Quintette D.667, La Truite

 

La via crucis de Schubert

L’année 1822 est terrible pour Schubert. Alors que Thérèse Grob, qu’il aimait, est partie avec un autre faute pour lui d’avoir de quoi la faire vivre, sa mère décède : « Et je vis la dépouille de ma mère. Les larmes jaillirent de mes yeux. Je revis le bon vieux temps dans la mémoire duquel, selon le vœu de la défunte, nous avions désormais le devoir de nous mouvoir, et je la voyais ainsi elle-même étendue comme elle l’était autrefois. Nous suivîmes son corps en versant des larmes, et le cercueil s’engloutit dans la terre. »

La même année, Schubert est atteint de la syphilis. Outre un rejet de la société du fait de sa maladie, sa santé se dégrade et se fait soigner au mercure… Tout ira de mal en pis, jusqu’à mourir six ans plus tard.

En écoutant les compositions de Schubert à partir de ce moment, il nous est donné de suivre l’âme Schubert tout au long de cette via crucis. Le quatuor La jeune fille et la mort et le Trio op. n°100, pour ne citer qu’eux, nous font entrer dans la prière d’un homme qui souffre mais qui, au lieu de se regarder et de s’apitoyer, compose et cherche Dieu, peut-être même pour chercher Dieu. Il témoigne avec simplicité de ce combat qu’il y a dans chacun de nos cœurs, cette bataille entre le oui et le non. Cette bataille est déployée dans la huitième symphonie, dite l’Inachevée, où Schubert témoigne précisément de l’inachèvement de l’homme qui cherche Celui qui seul est la réponse, l’achèvement. Sa musique cherche le chemin vers le second mouvement de l’Inachevée, vers le oui, vers la disponibilité totale. Un oui dans lequel la Vierge reconnaîtrait écrit Luigi Giussani dans Spirto Gentil.

### [CONSIGNE]
Recopiez sans rien changer le passage du texte sur Schubert ci-dessus. Il commence aux mots « L’année 1822 est » et se termine après « ans plus tard. ».

### [DONNÉES ENREGISTRÉES]
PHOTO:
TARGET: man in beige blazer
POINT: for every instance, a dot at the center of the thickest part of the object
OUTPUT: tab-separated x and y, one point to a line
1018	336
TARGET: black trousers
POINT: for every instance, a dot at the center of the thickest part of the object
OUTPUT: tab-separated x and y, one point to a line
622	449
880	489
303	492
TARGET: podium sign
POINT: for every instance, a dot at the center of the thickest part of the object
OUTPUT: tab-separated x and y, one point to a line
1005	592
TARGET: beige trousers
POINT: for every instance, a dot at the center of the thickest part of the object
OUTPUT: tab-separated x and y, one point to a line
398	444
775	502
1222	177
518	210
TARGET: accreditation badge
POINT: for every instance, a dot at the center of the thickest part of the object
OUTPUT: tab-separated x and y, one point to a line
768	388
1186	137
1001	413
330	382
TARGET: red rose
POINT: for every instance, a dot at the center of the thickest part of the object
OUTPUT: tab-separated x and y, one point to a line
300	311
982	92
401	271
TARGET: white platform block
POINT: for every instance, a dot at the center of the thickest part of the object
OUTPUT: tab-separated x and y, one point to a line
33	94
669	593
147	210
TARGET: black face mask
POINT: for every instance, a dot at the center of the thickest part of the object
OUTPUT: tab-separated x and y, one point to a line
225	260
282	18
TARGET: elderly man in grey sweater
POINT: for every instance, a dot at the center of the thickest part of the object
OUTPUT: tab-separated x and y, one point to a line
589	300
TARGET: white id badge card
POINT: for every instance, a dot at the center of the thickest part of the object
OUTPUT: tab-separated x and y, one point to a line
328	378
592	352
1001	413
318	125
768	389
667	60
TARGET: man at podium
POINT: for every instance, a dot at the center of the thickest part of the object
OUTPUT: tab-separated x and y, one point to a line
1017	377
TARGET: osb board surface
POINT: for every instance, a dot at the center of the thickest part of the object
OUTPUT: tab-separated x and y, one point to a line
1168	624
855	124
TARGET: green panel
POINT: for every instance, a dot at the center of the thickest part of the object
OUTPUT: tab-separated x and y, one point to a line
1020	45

### [RÉPONSE]
L’année 1822 est terrible pour Schubert. Alors que Thérèse Grob, qu’il aimait, est partie avec un autre faute pour lui d’avoir de quoi la faire vivre, sa mère décède : « Et je vis la dépouille de ma mère. Les larmes jaillirent de mes yeux. Je revis le bon vieux temps dans la mémoire duquel, selon le vœu de la défunte, nous avions désormais le devoir de nous mouvoir, et je la voyais ainsi elle-même étendue comme elle l’était autrefois. Nous suivîmes son corps en versant des larmes, et le cercueil s’engloutit dans la terre. »

La même année, Schubert est atteint de la syphilis. Outre un rejet de la société du fait de sa maladie, sa santé se dégrade et se fait soigner au mercure… Tout ira de mal en pis, jusqu’à mourir six ans plus tard.